Entries supplied:
--- START ---
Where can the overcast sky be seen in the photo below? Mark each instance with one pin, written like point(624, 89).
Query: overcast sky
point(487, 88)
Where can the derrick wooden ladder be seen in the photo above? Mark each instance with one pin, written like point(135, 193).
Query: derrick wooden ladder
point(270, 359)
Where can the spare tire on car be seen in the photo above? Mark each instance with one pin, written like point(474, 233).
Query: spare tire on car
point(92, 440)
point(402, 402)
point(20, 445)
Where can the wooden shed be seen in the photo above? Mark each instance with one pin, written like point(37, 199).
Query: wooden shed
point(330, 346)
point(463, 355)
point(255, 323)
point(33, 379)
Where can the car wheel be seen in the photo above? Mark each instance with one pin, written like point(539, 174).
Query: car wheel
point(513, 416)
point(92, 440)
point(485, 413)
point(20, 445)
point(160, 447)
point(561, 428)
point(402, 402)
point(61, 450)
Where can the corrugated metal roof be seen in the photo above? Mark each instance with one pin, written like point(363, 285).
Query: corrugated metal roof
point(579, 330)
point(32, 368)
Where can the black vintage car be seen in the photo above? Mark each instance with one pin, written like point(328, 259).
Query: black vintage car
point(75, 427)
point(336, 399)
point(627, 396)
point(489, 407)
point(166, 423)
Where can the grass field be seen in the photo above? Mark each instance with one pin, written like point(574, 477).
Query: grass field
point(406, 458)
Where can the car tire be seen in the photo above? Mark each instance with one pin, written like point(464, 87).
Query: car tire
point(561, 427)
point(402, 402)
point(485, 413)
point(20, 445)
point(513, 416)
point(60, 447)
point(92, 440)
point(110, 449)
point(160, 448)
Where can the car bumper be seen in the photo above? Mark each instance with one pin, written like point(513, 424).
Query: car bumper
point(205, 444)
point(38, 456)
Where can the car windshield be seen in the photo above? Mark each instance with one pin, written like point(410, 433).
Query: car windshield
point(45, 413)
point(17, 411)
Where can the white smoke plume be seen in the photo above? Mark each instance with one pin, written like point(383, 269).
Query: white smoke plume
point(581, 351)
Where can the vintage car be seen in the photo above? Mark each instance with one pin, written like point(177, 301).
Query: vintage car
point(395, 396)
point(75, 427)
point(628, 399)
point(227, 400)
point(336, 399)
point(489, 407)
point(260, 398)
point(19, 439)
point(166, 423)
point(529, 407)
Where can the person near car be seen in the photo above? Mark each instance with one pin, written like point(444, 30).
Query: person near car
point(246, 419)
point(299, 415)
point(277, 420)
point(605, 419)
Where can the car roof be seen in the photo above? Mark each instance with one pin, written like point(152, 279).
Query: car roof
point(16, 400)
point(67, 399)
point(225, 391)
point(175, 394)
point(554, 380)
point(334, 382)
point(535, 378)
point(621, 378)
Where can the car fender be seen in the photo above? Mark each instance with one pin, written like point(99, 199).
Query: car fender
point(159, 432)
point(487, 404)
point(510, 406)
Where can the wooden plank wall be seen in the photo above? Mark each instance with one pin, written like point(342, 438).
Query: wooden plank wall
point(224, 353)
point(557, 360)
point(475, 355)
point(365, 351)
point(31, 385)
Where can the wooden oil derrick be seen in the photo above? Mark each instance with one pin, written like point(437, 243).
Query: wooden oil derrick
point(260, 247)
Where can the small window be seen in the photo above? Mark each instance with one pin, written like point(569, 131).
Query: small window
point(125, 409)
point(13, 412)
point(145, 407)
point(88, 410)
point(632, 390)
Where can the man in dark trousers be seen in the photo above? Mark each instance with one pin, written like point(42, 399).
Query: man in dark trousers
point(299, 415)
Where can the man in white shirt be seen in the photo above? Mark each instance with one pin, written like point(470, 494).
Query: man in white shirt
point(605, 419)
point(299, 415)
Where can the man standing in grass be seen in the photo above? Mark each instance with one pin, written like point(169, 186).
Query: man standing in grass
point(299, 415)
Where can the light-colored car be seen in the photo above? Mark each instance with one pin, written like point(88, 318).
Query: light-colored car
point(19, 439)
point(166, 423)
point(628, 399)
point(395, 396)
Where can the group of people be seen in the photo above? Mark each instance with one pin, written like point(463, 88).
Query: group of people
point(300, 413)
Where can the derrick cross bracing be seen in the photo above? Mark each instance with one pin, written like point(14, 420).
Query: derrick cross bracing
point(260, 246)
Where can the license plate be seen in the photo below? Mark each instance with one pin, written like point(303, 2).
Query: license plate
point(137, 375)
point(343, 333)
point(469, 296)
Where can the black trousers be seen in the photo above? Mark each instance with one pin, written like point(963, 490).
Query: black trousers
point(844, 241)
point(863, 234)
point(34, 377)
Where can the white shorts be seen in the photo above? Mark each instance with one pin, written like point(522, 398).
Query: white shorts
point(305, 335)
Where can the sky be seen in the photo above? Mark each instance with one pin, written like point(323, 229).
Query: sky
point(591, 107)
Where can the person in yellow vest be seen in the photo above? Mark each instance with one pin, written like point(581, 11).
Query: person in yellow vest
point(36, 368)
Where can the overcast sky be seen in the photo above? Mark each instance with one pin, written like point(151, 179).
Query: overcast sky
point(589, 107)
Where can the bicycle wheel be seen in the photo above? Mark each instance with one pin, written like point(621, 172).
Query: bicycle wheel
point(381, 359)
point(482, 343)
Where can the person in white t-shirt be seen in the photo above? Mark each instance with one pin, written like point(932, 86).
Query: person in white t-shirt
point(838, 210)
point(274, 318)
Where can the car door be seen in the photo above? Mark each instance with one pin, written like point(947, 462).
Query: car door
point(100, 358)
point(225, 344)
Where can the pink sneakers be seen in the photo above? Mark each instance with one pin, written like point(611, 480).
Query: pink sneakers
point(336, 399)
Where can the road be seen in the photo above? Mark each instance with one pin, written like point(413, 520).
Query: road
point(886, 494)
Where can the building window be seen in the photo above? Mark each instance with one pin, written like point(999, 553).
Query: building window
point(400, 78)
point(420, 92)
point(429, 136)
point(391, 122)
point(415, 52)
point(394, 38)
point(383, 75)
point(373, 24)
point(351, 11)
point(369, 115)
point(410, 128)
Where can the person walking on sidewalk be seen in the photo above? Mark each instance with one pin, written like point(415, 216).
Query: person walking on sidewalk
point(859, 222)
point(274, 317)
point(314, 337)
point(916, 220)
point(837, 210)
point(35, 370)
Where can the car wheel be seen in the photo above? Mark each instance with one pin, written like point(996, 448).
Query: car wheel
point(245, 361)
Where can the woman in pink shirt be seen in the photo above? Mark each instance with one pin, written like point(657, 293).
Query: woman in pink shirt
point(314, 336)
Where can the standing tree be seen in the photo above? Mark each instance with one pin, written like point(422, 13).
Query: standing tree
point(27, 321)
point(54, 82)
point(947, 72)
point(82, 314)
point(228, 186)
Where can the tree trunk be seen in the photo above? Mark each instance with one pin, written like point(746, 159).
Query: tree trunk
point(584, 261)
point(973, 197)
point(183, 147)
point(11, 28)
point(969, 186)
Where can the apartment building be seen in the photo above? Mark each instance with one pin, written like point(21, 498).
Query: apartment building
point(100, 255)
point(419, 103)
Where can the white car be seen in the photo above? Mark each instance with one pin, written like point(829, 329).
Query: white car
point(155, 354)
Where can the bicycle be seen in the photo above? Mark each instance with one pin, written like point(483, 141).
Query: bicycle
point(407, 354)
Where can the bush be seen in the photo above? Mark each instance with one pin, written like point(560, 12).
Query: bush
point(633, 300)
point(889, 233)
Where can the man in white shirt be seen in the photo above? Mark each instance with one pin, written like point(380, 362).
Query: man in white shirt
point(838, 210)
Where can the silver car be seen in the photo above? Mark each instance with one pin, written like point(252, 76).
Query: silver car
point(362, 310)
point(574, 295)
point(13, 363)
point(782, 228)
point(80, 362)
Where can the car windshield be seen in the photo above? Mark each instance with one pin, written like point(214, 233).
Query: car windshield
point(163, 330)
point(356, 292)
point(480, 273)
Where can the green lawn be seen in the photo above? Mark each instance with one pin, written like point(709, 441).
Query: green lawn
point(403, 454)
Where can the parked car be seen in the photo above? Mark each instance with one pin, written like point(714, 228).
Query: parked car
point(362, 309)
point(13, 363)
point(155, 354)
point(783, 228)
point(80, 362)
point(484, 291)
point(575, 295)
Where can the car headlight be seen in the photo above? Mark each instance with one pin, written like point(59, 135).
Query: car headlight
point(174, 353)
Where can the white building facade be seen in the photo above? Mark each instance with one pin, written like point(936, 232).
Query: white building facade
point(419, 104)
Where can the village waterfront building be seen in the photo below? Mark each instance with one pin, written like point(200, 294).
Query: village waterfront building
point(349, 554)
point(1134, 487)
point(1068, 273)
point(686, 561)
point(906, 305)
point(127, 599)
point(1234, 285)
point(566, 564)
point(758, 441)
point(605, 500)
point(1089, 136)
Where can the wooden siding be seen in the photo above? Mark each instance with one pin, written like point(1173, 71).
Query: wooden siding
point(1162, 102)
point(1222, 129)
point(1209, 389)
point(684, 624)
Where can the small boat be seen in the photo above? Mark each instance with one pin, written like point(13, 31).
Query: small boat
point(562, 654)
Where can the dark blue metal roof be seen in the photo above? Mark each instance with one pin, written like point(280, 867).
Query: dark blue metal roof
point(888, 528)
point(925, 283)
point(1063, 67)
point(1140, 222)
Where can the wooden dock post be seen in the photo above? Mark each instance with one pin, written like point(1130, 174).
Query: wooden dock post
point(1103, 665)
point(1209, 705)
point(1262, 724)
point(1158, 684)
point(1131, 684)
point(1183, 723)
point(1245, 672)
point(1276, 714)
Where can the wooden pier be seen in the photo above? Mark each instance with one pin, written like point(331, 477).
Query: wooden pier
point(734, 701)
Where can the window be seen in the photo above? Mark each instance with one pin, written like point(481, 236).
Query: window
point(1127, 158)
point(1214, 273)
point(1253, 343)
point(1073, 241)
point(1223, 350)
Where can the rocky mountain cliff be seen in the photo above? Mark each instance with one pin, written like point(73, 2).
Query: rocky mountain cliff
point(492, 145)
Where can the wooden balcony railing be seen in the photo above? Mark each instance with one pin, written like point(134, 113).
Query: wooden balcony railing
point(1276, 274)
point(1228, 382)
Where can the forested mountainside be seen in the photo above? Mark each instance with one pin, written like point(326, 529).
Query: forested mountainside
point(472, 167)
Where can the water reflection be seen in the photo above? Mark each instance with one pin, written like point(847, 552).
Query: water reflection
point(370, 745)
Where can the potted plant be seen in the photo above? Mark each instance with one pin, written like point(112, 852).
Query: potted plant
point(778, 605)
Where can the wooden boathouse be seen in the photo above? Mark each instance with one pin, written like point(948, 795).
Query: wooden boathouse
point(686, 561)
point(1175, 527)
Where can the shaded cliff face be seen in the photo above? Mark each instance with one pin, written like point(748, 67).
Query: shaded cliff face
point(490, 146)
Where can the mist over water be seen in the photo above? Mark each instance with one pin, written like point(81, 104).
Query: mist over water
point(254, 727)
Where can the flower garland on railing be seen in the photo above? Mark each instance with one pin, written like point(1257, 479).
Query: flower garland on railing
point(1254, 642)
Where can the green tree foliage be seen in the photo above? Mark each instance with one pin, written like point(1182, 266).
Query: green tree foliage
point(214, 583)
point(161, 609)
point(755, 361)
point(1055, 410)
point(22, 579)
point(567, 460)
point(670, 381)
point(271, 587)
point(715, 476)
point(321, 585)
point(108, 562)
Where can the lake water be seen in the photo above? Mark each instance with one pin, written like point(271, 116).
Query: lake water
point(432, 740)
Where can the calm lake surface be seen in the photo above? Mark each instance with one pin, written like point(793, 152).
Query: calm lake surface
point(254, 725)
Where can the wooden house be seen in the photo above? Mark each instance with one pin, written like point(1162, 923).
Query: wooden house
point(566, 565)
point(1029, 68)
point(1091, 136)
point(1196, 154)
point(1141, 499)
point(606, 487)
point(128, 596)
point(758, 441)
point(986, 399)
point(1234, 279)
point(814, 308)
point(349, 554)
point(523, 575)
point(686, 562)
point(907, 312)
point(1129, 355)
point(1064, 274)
--- END ---
Exercise brief:
Lines in the data that include the word "below" should all be copied.

Answer area:
Where can the overcast sky be seen in the photo below? Mark each instance with one pin, written like point(624, 89).
Where can the license plate be seen in the photo below? Mark each instance with one pin, written like point(303, 2).
Where can the village waterfront building be seen in the photo below? Mark each instance with one pin, written like point(200, 294).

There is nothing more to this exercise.